*Set problem:* Can you rewrite the entries below with every "drop a point" changed to "place a marker" and nothing else altered, leaving out the pictures?

*Data:*
# # # # #

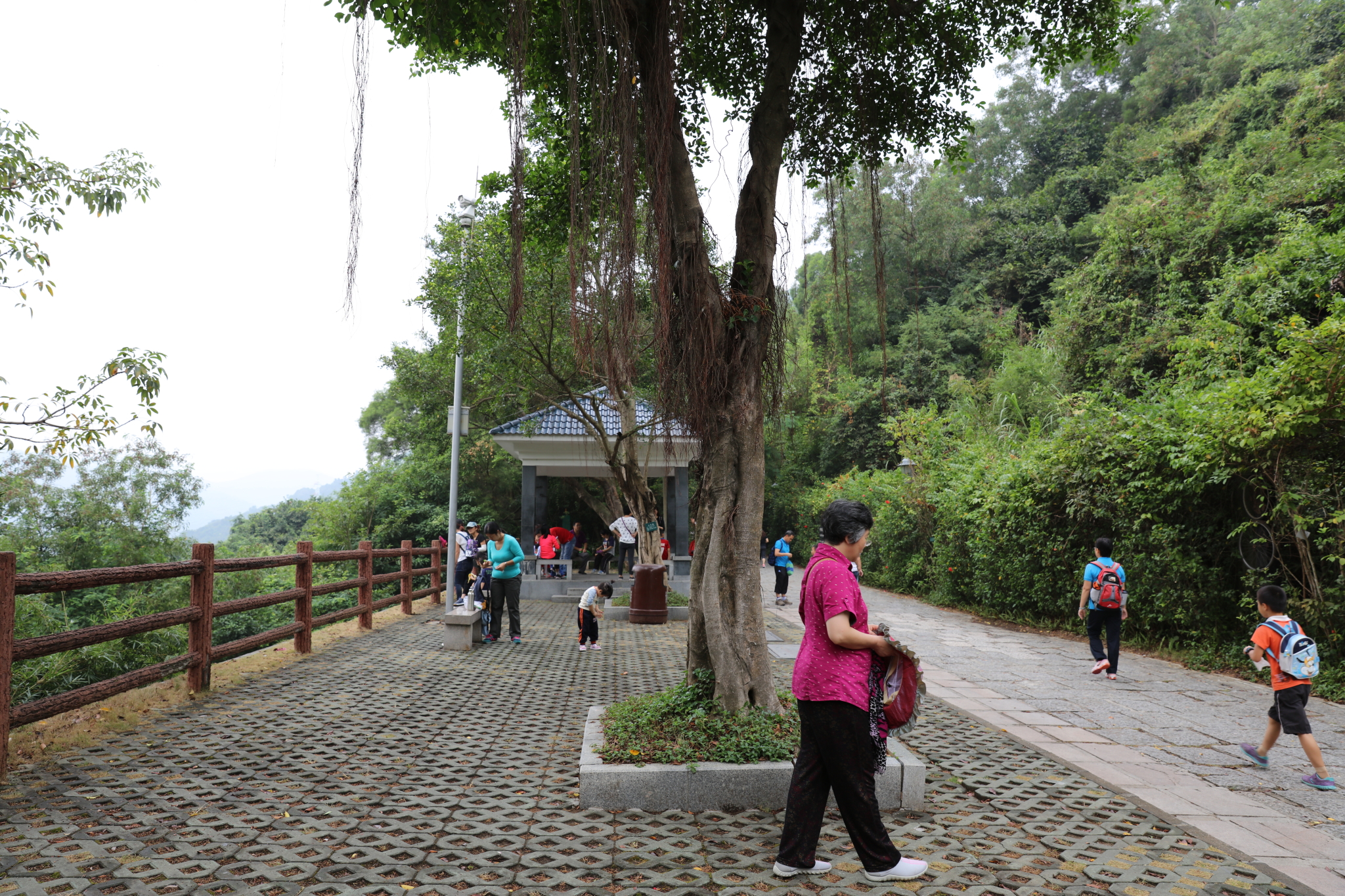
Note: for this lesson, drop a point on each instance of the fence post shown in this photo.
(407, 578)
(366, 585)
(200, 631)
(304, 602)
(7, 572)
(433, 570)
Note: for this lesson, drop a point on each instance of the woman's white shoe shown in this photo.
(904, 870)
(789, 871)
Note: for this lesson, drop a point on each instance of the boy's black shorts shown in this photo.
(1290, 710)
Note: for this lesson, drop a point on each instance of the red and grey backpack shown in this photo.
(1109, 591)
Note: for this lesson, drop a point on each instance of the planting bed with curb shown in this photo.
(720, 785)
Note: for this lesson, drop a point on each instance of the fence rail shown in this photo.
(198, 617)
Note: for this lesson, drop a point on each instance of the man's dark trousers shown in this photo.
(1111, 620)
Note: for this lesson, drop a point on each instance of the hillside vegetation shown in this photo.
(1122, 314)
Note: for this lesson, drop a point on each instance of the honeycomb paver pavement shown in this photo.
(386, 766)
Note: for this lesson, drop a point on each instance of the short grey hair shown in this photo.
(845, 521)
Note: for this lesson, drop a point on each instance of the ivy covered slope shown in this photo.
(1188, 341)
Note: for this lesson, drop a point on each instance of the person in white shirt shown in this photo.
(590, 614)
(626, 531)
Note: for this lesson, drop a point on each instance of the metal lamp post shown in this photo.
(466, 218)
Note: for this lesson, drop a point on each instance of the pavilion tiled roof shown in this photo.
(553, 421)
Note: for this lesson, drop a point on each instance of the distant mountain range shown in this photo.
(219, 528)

# # # # #

*Result of the task:*
Note: for this lesson, place a marker on each instance of the fence post shown in this photo.
(407, 578)
(366, 585)
(200, 631)
(304, 602)
(7, 572)
(433, 570)
Note: for this lesson, place a marker on each instance of the woman's white shoe shown in this photo.
(904, 870)
(789, 871)
Note: for this lesson, place a marker on each instance of the boy's black shorts shown in this photo.
(1290, 710)
Note: for this lesson, place a marker on each instance of the red and grey backpack shown in this photo.
(1109, 591)
Note: for this lesson, place a marker on each instance of the planting bed with curb shown in this photo.
(720, 785)
Note: for this lesson, place a marker on each instance of the fence rail shown in this photo.
(198, 617)
Note: for this lesson, place a marker on each instance of the man's dark trousers shown in this photo.
(1111, 620)
Note: for this lesson, place a marker on each instance of the hillside vegetation shown in this photo.
(1122, 314)
Note: for this lesson, place a marker on each instance of the honeycomb paver pavement shown in this photo.
(386, 766)
Note: for this lesson, place a marker on each instance of the short grey hair shown in this photo.
(845, 521)
Note: for this lesson, place a marker on each instance of the ivy covered slope shown in this photo.
(1188, 341)
Note: for this lesson, place a marker on each instance of the person in white shirt shown in this photo.
(590, 614)
(626, 531)
Note: for this lesson, place a marker on each instance of the metal lamp post shown in this photo.
(466, 218)
Note: for this lesson, place a marker on each instance of the pavilion tiled roof shown in this photo.
(553, 421)
Note: for this lesson, place a marker on each instance of the distant mountain range shown in this photo.
(219, 528)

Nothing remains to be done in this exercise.